THE TASK
Collect every line in the records that contains the string "building", treating case as significant.

RECORDS FOR THE TASK

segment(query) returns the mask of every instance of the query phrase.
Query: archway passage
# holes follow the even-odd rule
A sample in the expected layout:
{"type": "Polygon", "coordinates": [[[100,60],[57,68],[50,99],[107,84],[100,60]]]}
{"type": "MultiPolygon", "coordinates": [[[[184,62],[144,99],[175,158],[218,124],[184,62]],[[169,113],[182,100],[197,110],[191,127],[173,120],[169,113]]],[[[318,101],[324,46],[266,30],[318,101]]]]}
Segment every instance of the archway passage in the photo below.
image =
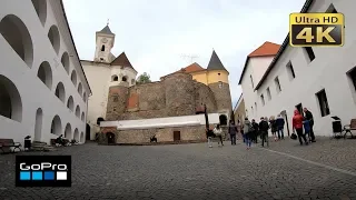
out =
{"type": "Polygon", "coordinates": [[[59,116],[55,116],[51,124],[51,133],[60,136],[62,133],[62,122],[59,116]]]}
{"type": "Polygon", "coordinates": [[[22,121],[22,100],[14,83],[0,74],[0,116],[22,121]]]}
{"type": "Polygon", "coordinates": [[[46,0],[32,0],[37,16],[40,19],[42,26],[46,23],[47,18],[47,1],[46,0]]]}
{"type": "Polygon", "coordinates": [[[70,126],[70,123],[67,123],[67,126],[66,126],[65,138],[67,138],[68,140],[71,140],[73,138],[72,134],[71,134],[71,126],[70,126]]]}
{"type": "Polygon", "coordinates": [[[52,26],[49,31],[48,31],[48,39],[51,42],[56,53],[58,54],[59,52],[59,46],[60,46],[60,36],[58,28],[56,26],[52,26]]]}
{"type": "Polygon", "coordinates": [[[89,123],[87,123],[87,127],[86,127],[86,140],[90,140],[90,126],[89,126],[89,123]]]}
{"type": "Polygon", "coordinates": [[[37,77],[47,86],[47,88],[52,88],[52,70],[47,61],[42,62],[39,67],[37,77]]]}
{"type": "Polygon", "coordinates": [[[115,142],[115,134],[112,132],[107,132],[108,144],[113,144],[115,142]]]}
{"type": "Polygon", "coordinates": [[[227,117],[225,114],[219,116],[219,122],[221,126],[227,124],[227,117]]]}
{"type": "Polygon", "coordinates": [[[29,68],[33,62],[31,36],[20,18],[8,14],[0,21],[0,33],[29,68]]]}
{"type": "Polygon", "coordinates": [[[76,129],[75,130],[75,138],[73,138],[77,142],[79,142],[80,140],[80,138],[79,138],[79,131],[78,131],[78,129],[76,129]]]}
{"type": "Polygon", "coordinates": [[[43,120],[43,111],[41,108],[39,108],[36,111],[34,141],[41,141],[42,120],[43,120]]]}

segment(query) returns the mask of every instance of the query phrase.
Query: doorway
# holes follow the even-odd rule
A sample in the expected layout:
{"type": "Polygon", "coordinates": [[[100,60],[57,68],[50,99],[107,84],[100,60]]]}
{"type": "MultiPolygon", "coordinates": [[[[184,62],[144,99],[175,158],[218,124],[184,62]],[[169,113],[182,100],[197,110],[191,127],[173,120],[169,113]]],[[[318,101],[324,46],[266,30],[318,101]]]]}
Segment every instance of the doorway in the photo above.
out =
{"type": "Polygon", "coordinates": [[[43,119],[43,112],[42,112],[42,109],[39,108],[36,111],[34,141],[41,141],[42,119],[43,119]]]}
{"type": "Polygon", "coordinates": [[[174,131],[174,141],[180,141],[180,131],[174,131]]]}

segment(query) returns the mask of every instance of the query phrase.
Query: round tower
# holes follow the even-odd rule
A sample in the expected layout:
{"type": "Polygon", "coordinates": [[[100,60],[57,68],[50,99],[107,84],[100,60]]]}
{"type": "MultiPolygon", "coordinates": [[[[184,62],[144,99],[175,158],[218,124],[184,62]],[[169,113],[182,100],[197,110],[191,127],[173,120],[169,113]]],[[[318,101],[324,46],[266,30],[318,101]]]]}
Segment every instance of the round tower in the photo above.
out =
{"type": "Polygon", "coordinates": [[[195,114],[195,84],[191,74],[179,72],[165,77],[167,116],[195,114]]]}
{"type": "Polygon", "coordinates": [[[215,51],[212,51],[209,64],[207,67],[208,86],[215,94],[217,111],[225,113],[229,118],[233,110],[231,94],[229,87],[229,72],[225,69],[222,62],[215,51]]]}

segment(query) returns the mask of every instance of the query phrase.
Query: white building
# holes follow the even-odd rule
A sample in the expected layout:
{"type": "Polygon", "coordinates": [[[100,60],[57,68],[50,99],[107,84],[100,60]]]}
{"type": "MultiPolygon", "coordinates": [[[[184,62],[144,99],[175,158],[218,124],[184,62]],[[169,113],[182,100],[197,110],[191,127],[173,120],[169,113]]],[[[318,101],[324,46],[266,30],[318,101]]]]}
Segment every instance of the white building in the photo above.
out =
{"type": "Polygon", "coordinates": [[[287,37],[273,60],[247,66],[241,77],[249,116],[276,116],[286,111],[289,131],[295,108],[308,108],[315,119],[316,136],[333,133],[330,117],[343,124],[356,118],[356,2],[348,0],[307,0],[301,12],[340,12],[345,14],[345,44],[335,48],[293,48],[287,37]],[[253,69],[267,69],[251,87],[253,69]],[[255,110],[255,111],[253,111],[255,110]]]}
{"type": "Polygon", "coordinates": [[[91,93],[62,1],[0,2],[0,138],[85,142],[91,93]]]}
{"type": "Polygon", "coordinates": [[[93,61],[81,60],[93,93],[88,100],[87,122],[90,126],[90,139],[95,139],[95,133],[100,131],[97,120],[106,118],[109,88],[136,84],[137,71],[125,52],[117,58],[111,53],[113,44],[115,34],[107,24],[101,31],[96,32],[93,61]]]}

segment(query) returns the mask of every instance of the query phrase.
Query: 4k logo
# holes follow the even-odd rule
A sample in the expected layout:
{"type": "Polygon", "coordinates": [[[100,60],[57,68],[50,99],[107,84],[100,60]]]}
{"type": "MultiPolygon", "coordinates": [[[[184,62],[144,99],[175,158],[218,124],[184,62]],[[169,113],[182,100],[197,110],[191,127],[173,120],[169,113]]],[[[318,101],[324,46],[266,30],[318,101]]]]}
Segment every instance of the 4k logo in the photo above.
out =
{"type": "Polygon", "coordinates": [[[291,13],[289,43],[293,47],[344,46],[344,14],[291,13]]]}

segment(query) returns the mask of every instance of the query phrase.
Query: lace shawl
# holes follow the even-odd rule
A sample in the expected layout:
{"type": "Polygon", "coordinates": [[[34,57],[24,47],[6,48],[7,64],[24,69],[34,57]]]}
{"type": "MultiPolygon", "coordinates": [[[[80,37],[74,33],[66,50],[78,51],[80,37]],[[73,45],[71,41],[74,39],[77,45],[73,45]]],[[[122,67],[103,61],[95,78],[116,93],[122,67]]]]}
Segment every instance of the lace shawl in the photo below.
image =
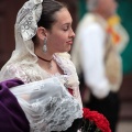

RESULT FOR THIS TASK
Query: white building
Segment every instance of the white building in the photo above.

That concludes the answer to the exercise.